▶ **Written problem 1**
In the discussion of dowel boring machines, how long does the flip top mechanism take to reset?
▶ **Written problem 2**
Translate this sentence from the discussion of dowel boring machines into Spanish: "The center mounted fences eliminate this problem."
▶ **Written problem 3**
Extend the discussion of dowel boring machines beyond its final sentence.

▶ **Source passage**
Dowelling borers do not need bells and whistles. The fences will be set and never moved. The only adjustment that will change on a job to job basis is the material thickness, so that should have a mechanical digital indicator (not necessarily LCD). I also do not think quick change chucks are necessary. You should be able to come up with a boring pattern that will work on all your standard depths without bit changes.

One accessory that is nice is the center-mounted miter and 90 degree fences. They usually drop into pin holes in the center of the table and automatically align. With these you can bore rails and stiles regardless of the length because the normal fences are removed. Usually the problem when referencing a long part is that the opposite fence needs to be removed so the part can hang off the table. Then the fence must be remounted to bore the opposite side of the part. The center mounted fences eliminate this problem. Boring machines are extremely versatile. I use mine for all kinds of tasks. It is like when you bought your first Kreg jig and found uses for it every day. Except a dowelling machine is a lot faster.

From the original questioner:
I'm trying to understand the system of the Ritter 46VH. I like the idea of two fixed heads, vertical and horizontal, but I'm afraid of the accuracy positioning for vertical boring. Do the flip top machines stay accurate? Anyone tried the CBM21 from Powermatic or the Maggi 21?

From contributor M:
The flip top type machine is what is used in busy small shops all over Europe. The pivots are brass or bronze bushings that will last many, many cycles. Years for most shops.

If your shop is busy enough to not be able to wait for the flip top mechanism to reset (10 or 15 seconds) or if you are likely to wear it out in a year of two, you should look at a dowel boring/inserting machine. These machines usually only bore horizontal and they squirt glue in the holes before inserting the dowels (some also have vertical heads and there are CNC versions that do all operations with one traversing head). This makes a huge difference in assembly. It takes us two minutes to glue and insert the dowels during assembly. I would not buy a CNC dowel inserter because they cost more, are slower and are much more complex and likely to break down. The standard machines have several dedicated bore/dowel insert heads that are easily adjustable. But, as I said before, they should not require any adjustments if you plan your doweling patterns intelligently. Most shops either use a CNC or point-to-point for the face boring if they are that busy.

I am happy with my flip top style machine. I believe the dual head machines all drill from the top. This leaves the holes full of dust. Also two heads means double the amount of drill bits, two pneumatic cylinders, two electric motors and associated switching. Basically it is twice as likely to fail.

▶ **Provided data**
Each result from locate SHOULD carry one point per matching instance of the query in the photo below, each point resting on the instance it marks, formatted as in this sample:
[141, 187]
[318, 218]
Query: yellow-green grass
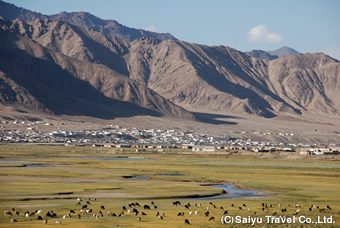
[69, 173]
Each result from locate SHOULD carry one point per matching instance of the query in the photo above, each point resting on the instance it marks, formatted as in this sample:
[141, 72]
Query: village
[120, 137]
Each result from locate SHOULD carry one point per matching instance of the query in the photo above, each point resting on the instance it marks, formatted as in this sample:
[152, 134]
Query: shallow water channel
[231, 192]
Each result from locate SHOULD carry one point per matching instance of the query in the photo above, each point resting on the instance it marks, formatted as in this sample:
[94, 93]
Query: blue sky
[305, 25]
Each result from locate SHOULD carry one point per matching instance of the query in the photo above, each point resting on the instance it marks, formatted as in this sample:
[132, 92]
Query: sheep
[8, 213]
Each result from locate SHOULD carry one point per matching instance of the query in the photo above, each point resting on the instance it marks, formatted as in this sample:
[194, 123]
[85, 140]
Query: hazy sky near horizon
[305, 25]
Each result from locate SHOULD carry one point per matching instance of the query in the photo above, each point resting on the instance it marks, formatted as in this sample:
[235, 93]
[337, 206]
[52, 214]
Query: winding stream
[231, 192]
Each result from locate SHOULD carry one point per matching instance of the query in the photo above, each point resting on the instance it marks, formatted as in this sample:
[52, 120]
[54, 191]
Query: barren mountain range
[64, 64]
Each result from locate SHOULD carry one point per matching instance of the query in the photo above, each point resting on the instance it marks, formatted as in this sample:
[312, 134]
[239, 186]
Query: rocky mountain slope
[83, 19]
[270, 55]
[34, 77]
[159, 76]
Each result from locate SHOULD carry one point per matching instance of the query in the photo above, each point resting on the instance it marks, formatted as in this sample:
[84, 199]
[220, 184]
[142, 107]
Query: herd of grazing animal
[188, 211]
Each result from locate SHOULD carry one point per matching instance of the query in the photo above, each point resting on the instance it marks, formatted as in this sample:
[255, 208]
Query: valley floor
[53, 178]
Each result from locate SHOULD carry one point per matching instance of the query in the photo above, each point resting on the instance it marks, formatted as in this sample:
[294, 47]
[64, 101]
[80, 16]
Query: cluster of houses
[121, 137]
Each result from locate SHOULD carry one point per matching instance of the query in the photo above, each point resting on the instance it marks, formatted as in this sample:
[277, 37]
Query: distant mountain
[34, 77]
[284, 51]
[111, 27]
[72, 63]
[57, 67]
[261, 55]
[270, 55]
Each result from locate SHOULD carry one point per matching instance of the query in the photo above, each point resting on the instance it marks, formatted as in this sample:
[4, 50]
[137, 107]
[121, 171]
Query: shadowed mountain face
[284, 51]
[270, 55]
[261, 55]
[154, 77]
[83, 19]
[33, 77]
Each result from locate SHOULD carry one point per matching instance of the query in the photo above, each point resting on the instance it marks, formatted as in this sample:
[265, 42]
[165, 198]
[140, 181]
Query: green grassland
[53, 177]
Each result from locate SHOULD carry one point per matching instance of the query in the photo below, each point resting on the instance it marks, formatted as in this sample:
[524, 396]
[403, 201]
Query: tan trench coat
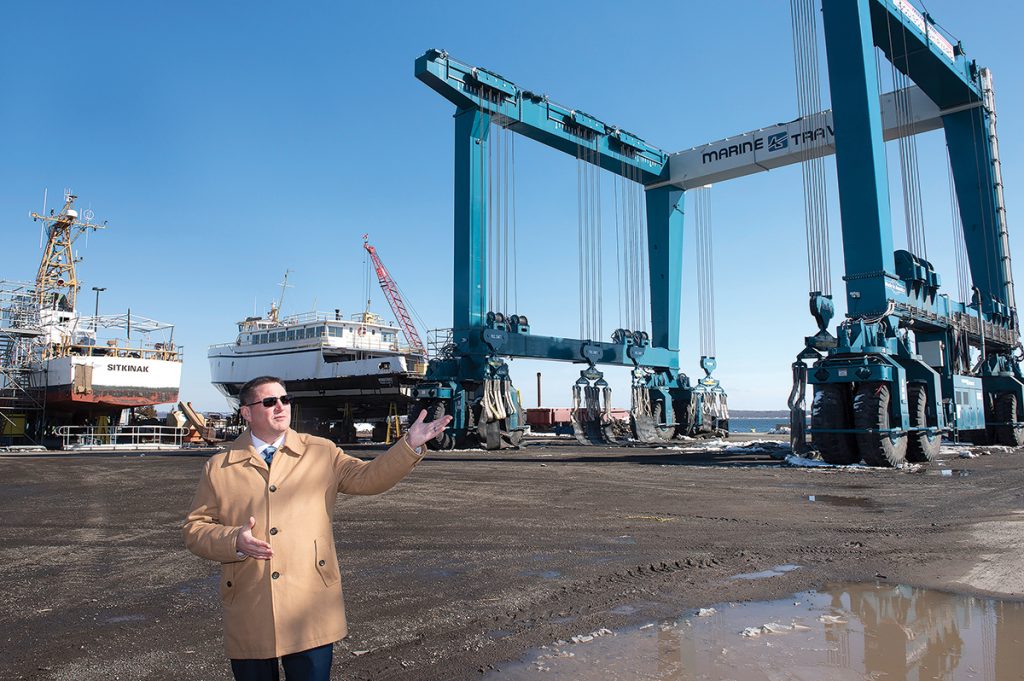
[293, 601]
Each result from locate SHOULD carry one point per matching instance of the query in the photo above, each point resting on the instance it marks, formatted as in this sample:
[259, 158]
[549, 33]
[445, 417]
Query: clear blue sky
[227, 141]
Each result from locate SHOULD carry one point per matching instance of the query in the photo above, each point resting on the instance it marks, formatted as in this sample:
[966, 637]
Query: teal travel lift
[470, 380]
[900, 373]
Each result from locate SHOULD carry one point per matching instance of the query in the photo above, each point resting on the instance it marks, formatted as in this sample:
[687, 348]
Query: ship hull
[326, 393]
[109, 383]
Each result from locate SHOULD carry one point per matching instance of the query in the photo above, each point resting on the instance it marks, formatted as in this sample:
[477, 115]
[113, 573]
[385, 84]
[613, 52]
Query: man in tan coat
[263, 510]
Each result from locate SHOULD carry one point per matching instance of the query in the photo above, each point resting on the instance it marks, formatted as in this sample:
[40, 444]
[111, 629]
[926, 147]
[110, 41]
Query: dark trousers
[311, 665]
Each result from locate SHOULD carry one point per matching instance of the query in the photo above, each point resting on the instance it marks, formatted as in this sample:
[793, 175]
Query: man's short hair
[246, 393]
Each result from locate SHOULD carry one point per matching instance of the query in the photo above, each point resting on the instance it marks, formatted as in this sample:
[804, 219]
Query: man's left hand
[420, 433]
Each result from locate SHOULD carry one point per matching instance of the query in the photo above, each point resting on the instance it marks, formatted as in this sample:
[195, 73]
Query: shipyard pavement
[482, 556]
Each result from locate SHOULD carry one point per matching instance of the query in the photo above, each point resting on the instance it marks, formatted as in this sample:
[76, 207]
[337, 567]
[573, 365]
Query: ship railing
[164, 351]
[121, 437]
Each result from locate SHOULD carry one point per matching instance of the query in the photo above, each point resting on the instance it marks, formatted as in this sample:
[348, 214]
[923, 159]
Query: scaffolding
[20, 331]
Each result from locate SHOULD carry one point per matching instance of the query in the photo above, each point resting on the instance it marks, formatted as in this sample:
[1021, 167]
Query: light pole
[95, 315]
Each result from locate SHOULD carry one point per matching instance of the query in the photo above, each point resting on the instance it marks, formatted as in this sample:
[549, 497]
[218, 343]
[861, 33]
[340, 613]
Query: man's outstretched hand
[249, 545]
[420, 433]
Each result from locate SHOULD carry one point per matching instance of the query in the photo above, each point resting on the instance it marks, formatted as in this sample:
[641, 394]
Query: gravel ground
[479, 556]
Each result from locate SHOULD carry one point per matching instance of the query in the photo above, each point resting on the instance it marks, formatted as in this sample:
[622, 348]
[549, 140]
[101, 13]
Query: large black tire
[435, 410]
[830, 409]
[870, 412]
[1005, 410]
[920, 445]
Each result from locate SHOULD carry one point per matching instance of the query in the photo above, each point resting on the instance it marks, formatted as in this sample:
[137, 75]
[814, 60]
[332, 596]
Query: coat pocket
[327, 561]
[228, 583]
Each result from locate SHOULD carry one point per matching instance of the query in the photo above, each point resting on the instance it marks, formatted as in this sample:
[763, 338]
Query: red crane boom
[390, 290]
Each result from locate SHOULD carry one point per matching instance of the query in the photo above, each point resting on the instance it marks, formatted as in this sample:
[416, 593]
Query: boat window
[332, 358]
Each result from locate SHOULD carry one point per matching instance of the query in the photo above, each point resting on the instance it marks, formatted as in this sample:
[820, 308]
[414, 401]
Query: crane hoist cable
[589, 240]
[630, 214]
[498, 214]
[907, 143]
[706, 271]
[960, 245]
[808, 78]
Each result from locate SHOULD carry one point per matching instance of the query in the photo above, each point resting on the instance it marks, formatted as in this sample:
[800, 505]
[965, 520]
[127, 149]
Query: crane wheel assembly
[832, 421]
[880, 444]
[922, 445]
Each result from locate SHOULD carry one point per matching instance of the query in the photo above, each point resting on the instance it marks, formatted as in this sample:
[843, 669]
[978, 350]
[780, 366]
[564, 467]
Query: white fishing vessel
[339, 371]
[60, 367]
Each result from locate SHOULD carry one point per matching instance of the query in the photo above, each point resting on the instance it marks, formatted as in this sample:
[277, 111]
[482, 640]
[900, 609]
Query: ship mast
[275, 309]
[56, 279]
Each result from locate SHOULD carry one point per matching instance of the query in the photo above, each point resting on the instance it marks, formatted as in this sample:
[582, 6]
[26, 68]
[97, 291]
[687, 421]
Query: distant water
[757, 425]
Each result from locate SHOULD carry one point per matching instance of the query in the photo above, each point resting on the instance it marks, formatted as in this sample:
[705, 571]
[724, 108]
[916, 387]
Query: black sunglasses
[270, 401]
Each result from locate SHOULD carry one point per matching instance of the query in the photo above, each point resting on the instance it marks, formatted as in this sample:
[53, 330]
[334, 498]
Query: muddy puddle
[850, 632]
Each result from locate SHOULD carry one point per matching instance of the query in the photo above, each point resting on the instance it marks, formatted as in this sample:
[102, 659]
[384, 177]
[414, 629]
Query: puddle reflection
[846, 633]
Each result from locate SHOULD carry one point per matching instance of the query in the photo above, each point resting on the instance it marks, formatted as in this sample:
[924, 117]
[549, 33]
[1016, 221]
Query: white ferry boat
[338, 371]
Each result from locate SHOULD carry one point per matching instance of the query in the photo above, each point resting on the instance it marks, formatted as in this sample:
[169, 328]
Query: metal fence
[121, 437]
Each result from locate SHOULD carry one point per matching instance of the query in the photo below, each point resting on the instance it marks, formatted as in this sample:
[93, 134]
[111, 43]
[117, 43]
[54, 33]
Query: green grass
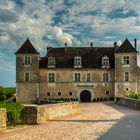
[6, 92]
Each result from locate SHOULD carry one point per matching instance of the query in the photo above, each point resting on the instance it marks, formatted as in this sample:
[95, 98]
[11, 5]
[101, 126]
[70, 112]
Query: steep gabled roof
[126, 47]
[27, 47]
[91, 57]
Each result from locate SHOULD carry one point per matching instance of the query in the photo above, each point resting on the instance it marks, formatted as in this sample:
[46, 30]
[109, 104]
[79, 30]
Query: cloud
[7, 16]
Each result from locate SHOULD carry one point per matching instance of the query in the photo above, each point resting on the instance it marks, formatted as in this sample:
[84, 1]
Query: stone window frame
[27, 60]
[105, 62]
[27, 76]
[77, 77]
[51, 62]
[51, 77]
[106, 77]
[126, 76]
[126, 60]
[59, 93]
[77, 62]
[88, 77]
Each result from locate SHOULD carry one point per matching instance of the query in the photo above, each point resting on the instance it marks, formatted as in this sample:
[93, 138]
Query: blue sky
[53, 22]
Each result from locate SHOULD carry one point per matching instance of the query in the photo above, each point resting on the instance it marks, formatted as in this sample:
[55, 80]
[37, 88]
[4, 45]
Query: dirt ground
[94, 120]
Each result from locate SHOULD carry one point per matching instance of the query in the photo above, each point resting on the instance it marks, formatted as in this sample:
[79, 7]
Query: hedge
[13, 111]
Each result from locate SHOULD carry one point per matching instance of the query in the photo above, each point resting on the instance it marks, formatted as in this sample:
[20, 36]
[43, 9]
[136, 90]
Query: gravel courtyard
[95, 121]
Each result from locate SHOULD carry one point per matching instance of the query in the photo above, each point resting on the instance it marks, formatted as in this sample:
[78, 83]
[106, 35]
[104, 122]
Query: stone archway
[85, 96]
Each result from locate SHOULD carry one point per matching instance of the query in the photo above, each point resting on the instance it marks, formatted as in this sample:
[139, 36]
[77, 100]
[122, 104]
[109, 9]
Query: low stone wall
[132, 103]
[34, 114]
[2, 119]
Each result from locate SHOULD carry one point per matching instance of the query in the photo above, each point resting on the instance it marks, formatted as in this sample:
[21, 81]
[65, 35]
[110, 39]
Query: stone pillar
[2, 119]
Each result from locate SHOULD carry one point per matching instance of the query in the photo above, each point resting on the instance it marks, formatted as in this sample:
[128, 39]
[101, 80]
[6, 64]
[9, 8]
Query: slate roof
[91, 57]
[27, 47]
[126, 47]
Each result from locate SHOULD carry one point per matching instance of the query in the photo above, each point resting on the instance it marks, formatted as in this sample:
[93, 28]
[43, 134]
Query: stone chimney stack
[49, 48]
[66, 46]
[135, 43]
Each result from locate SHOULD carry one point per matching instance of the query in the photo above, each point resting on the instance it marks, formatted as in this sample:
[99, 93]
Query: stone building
[76, 73]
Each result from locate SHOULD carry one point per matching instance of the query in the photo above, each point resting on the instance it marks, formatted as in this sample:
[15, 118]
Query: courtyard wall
[131, 103]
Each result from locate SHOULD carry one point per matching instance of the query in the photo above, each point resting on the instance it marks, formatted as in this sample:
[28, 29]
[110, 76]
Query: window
[77, 77]
[51, 77]
[27, 77]
[77, 61]
[105, 61]
[51, 61]
[105, 77]
[48, 93]
[88, 77]
[126, 60]
[107, 92]
[27, 60]
[126, 76]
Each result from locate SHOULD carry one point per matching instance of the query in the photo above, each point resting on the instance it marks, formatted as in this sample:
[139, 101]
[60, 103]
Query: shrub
[13, 111]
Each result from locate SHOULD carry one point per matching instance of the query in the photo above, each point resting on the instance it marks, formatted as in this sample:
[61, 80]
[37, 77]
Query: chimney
[49, 48]
[135, 43]
[116, 46]
[66, 46]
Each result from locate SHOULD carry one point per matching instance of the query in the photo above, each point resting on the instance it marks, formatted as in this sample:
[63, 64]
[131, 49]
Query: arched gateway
[85, 96]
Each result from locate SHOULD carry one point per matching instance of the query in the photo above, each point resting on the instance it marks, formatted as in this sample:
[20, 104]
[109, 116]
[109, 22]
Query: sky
[54, 22]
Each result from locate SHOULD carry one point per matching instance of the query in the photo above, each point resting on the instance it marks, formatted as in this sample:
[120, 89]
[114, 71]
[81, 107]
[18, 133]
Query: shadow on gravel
[86, 121]
[127, 128]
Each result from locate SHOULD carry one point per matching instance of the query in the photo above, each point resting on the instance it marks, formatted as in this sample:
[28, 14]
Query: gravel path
[93, 122]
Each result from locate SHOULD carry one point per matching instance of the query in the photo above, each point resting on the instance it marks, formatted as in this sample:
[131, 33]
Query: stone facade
[64, 86]
[2, 119]
[34, 114]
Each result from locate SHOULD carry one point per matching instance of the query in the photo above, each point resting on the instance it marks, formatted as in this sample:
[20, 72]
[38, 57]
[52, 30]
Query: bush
[9, 91]
[13, 111]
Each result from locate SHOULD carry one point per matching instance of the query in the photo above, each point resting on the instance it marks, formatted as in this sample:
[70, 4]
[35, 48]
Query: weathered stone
[35, 114]
[2, 119]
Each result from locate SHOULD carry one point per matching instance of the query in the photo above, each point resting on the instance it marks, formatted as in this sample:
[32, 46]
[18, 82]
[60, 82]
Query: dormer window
[27, 60]
[105, 62]
[126, 60]
[51, 62]
[77, 62]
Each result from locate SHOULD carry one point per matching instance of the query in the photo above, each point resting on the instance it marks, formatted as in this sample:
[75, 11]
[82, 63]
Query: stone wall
[2, 119]
[34, 114]
[132, 103]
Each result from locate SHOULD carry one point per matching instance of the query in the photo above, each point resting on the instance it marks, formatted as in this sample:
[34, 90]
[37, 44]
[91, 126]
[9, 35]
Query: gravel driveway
[95, 121]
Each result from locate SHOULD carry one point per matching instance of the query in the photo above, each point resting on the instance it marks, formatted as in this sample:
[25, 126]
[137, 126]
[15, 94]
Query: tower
[125, 69]
[27, 73]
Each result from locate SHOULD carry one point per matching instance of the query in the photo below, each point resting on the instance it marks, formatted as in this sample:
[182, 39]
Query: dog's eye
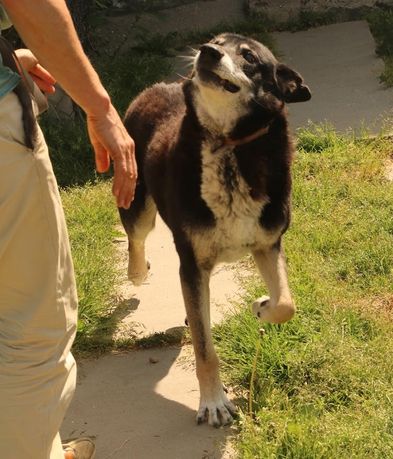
[249, 57]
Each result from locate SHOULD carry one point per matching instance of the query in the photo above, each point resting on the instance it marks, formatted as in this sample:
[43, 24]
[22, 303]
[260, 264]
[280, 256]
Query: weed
[322, 383]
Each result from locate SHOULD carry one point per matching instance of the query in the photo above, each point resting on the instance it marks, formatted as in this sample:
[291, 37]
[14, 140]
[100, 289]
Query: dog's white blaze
[237, 215]
[218, 110]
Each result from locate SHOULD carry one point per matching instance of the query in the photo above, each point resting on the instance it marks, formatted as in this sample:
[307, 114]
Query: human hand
[110, 140]
[41, 77]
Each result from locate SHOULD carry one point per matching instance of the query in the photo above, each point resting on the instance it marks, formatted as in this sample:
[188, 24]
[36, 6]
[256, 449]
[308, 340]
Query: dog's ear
[291, 85]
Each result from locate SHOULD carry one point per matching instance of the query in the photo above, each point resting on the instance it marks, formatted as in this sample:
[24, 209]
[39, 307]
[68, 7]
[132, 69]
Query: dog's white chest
[237, 215]
[223, 188]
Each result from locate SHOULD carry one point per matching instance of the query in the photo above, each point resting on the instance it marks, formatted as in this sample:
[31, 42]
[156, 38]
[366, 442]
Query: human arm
[47, 29]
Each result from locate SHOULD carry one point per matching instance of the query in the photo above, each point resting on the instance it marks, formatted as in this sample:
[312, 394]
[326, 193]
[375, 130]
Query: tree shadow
[132, 405]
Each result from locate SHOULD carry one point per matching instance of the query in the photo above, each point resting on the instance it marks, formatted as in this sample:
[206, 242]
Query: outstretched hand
[41, 76]
[107, 133]
[110, 140]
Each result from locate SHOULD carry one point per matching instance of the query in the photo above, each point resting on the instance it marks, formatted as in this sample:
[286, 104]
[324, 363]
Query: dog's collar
[249, 138]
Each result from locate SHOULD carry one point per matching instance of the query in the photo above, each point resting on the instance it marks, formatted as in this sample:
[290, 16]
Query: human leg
[38, 304]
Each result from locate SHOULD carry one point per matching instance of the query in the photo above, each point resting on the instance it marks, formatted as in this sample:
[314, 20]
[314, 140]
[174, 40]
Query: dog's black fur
[180, 139]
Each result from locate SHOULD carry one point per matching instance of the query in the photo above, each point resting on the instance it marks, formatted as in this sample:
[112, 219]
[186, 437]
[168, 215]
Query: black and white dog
[214, 157]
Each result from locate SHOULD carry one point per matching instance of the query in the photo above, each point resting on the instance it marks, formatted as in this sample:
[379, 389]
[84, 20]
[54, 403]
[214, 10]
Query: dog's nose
[211, 53]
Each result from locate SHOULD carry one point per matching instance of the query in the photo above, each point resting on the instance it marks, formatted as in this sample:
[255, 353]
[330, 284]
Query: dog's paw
[217, 411]
[276, 314]
[137, 274]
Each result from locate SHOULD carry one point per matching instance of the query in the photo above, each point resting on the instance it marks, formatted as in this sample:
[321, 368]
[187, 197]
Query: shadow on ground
[141, 405]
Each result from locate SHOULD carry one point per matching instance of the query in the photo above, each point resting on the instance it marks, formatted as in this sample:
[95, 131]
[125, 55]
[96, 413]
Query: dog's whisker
[187, 58]
[183, 77]
[194, 50]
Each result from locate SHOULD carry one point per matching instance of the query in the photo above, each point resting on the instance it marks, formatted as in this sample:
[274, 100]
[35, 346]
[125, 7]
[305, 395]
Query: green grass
[322, 385]
[92, 218]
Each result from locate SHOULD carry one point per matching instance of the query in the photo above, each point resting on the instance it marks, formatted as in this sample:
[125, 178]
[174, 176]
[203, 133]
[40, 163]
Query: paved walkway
[339, 64]
[138, 409]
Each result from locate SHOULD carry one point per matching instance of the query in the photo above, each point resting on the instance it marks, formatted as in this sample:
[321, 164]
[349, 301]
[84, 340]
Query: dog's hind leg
[138, 221]
[214, 404]
[279, 307]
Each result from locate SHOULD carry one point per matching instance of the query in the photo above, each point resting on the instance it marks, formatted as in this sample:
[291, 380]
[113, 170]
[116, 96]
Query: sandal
[82, 448]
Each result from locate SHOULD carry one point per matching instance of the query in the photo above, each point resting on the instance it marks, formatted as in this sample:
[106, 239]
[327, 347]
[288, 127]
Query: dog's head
[234, 74]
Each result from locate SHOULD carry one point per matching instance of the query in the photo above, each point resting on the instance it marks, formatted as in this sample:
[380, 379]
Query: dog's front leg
[279, 307]
[214, 405]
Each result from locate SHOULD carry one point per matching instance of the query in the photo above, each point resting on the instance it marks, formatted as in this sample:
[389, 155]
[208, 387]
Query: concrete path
[339, 64]
[157, 305]
[136, 409]
[141, 405]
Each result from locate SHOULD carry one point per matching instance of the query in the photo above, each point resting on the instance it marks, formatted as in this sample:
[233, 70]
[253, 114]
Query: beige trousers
[38, 304]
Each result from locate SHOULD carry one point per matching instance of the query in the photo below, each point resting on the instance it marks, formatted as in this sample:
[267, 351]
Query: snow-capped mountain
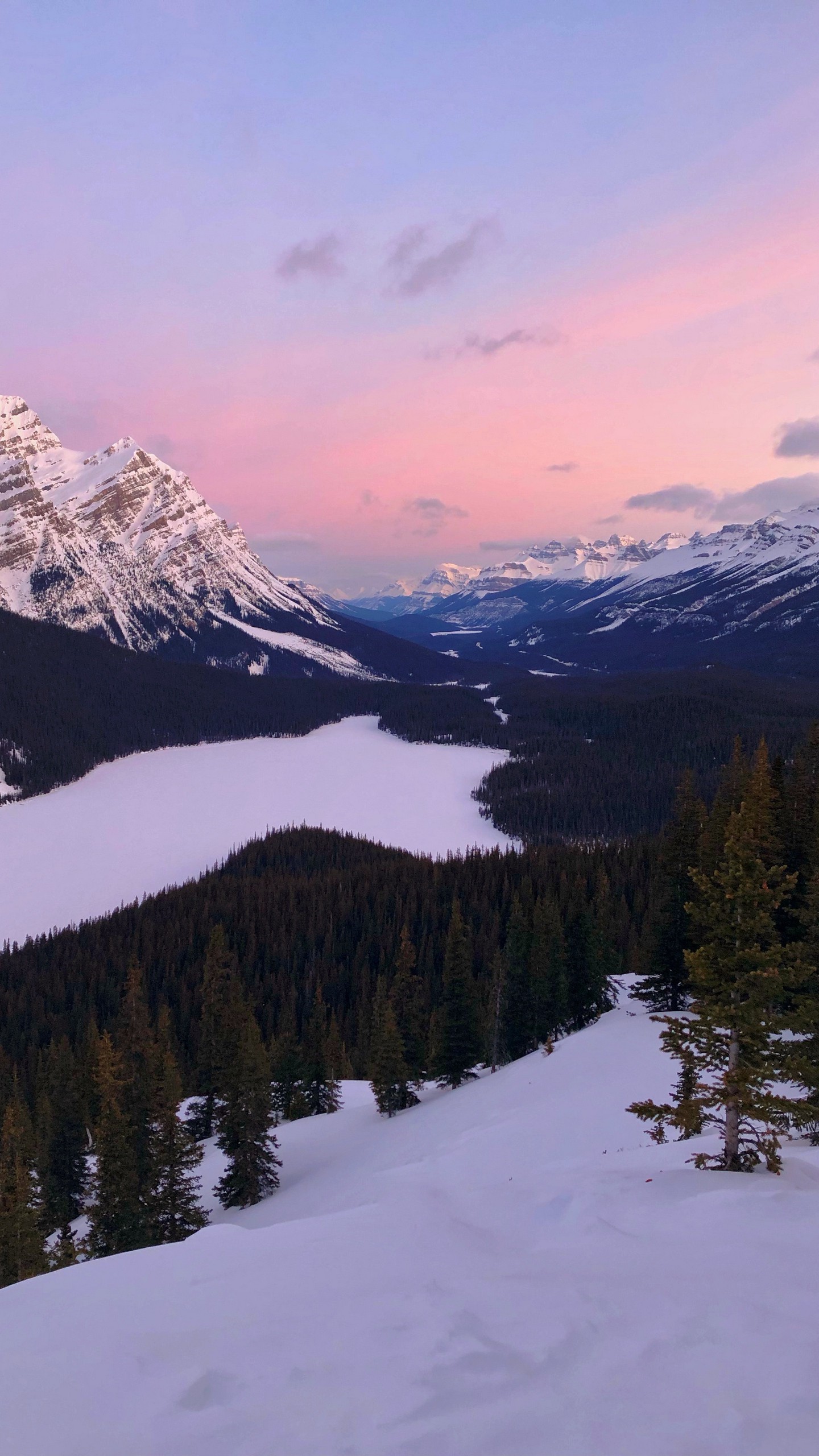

▶ **Expected answer 1**
10 or 15 seconds.

▶ **Expected answer 2**
Las guías montadas en el centro eliminan este problema.

▶ **Expected answer 3**
Dialing in a flip-top machine is a super pain in the butt. Fortunately mine came perfectly aligned from the factory. Hopefully yours will too. After the bushings wear out and require replacing there will be some work involved for sure. But I am guessing the motors, cylinders, switches and other parts will wear out first!

From the original questioner:
Thanks for the advice. Do you know who the rep is for Griggio in the US?

From contributor D:
I bought a Maggi 2332 about 2 months ago. The previous owner did some bad adjusting on it but after about two days I have it working to perfection. Very quick and changeover from 5mm to 8mm is fast. Note that it will not fit 30.5" between the 2 stops for a base cabinet gable. I think we will cut them to 30 1/4" so as not to have to take a left or right stop off to turn the piece around for line boring. Gannomat will be almost the same as the Maggi in operation and setup. I paid 4900 US and had it shipped to Canada with Ex-factory.

From contributor M:
I know Laguna is a Griggio dealer but they might not be the only ones. I ordered a container load of machines direct from Italy so my prices are not representative of the usual retail prices.

I believe the Maggi machines are better than the Griggio. Maggi really specializes in boring.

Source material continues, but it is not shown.